◆ Extract to read:

-- Opening Marker --

WRIT OF ERROR to the Criminal Court of Cook County; the Hon.
LEONARD C. REID, Judge, presiding.
MR. JUSTICE DAILY DELIVERED THE OPINION OF THE COURT:
On a trial before a jury in the criminal court of Cook County, Arthur Marino, the plaintiff in error, was found guilty of the murder of Joan Coward and sentenced to the penitentiary for a term of fifty years. He has sued out this writ of error and the record is here for review.
The deceased, seventeen years old, and the plaintiff in error, twenty-nine years old, had been acquainted for ten months and were engaged to be married. On the night of June 28, 1949, the deceased's birthday, plaintiff in error called at her home and the two went to a movie. After the movie they returned to deceased's home, where they stayed a few minutes, then left at 11:15 P.M. telling her parents that they were going dancing. The following morning, at approximately 5:00 A.M., plaintiff in error, in a seminude condition, drove his car in front of the police station at Riverdale, Illinois, and sounded his horn. A police officer came out and plaintiff in error pointed to the back seat of his car where the officer found Joan Coward. She was unconscious, was in a kneeling position, her clothing was disarranged and her face was badly swollen and bruised and covered with vomit. An inhalator squad was summoned but the girl expired before she could be revived, it later being determined that death was due to a skull fracture and hemorrhage and an accompanying asphyxia. When plaintiff in error was questioned he made motions to his throat indicating that he could not talk and a cursory examination by a doctor at the police station revealed that his lips and inside of his mouth were burned. He wrote a statement of what had occurred, then later accompanied officers to the scene of the incidents he had written about. Following this he was hospitalized and later, two additional statements were taken from him.
The statements by plaintiff in error were exculpatory in nature and, briefly, their substance was as follows: After plaintiff in error and the deceased had stopped at several places seeking dance music, they were driving east on Sibley Boulevard, when a car with two men in it forced plaintiff in error to the curb. One man alighted and got on the running board of plaintiff in error's car and forced him to drive to nearby Victory Lake at the outskirts of Dolton, Illinois. At the lake, plaintiff in error was ordered to get out of the car and was asked for his money. One of the men remained with the deceased and the other man ordered plaintiff in error to walk to the lake shore some seventy feet away. At the shore, the man forced plaintiff in error to take two drinks of a liquid from a bottle, which he said burned him terribly, after which plaintiff in error was ordered to remove his clothes, except for his socks and shorts, and to walk out in the lake. Plaintiff in error complied, going out in the water until it was so deep that he was forced to tread water. The man then returned to the cars where he and his companion stayed for another forty-five minutes, all of which time plaintiff in error remained in the water. When the men finally drove off, plaintiff in error searched for his fiancee and, finding her hurt and unconscious, he put her in his car and drove to the police station.

-- Closing Marker --

◆ Record set:
-- Opening Marker --

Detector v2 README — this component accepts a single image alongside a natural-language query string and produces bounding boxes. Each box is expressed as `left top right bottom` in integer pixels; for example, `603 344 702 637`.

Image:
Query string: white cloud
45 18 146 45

-- Closing Marker --
-- Opening Marker --

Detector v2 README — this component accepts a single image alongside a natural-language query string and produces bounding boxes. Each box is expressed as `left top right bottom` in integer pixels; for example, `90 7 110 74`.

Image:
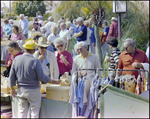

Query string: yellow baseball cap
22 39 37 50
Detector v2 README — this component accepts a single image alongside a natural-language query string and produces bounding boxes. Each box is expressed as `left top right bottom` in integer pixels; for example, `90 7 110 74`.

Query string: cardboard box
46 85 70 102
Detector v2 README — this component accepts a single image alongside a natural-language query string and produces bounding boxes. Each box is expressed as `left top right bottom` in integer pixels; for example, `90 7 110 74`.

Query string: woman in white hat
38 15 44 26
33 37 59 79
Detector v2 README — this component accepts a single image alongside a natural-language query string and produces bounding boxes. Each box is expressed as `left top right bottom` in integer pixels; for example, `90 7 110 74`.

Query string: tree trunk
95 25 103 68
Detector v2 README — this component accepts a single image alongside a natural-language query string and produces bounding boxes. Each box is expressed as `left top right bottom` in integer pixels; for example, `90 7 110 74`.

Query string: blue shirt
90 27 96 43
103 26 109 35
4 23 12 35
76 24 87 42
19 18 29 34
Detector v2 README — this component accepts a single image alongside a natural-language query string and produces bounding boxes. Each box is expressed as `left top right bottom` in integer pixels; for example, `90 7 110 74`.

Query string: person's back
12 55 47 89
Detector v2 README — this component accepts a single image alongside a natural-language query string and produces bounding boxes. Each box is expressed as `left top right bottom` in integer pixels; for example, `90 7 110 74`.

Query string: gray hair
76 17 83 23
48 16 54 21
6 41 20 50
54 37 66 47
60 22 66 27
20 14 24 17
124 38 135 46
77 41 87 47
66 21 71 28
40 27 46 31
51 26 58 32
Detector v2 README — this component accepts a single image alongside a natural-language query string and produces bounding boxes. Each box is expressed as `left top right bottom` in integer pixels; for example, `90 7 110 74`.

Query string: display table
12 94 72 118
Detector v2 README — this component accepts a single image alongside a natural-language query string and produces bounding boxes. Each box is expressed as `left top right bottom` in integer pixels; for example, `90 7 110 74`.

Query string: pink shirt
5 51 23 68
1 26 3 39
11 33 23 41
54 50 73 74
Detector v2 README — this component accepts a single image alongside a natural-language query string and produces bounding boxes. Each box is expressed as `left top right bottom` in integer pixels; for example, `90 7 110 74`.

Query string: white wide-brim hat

-- Closing Marker --

◆ Questions:
1. According to the court opinion above, what sentence did Arthur Marino receive?
2. Do the following statements agree with the court opinion above? Answer yes or no for each, and quote the deciding words of the opinion.
(a) The deceased and the plaintiff in error had known each other for ten months.
(b) When the couple left the deceased's home at 11:15 P.M., they told her parents they were going to a movie.
(c) The plaintiff in error drove to the police station at Dolton, Illinois.

◆ Answers below:
1. He was sentenced to the penitentiary for a term of fifty years.

2.
(a) Yes: "had been acquainted for ten months"
(b) No: "telling her parents that they were going dancing"
(c) No: "drove his car in front of the police station at Riverdale, Illinois"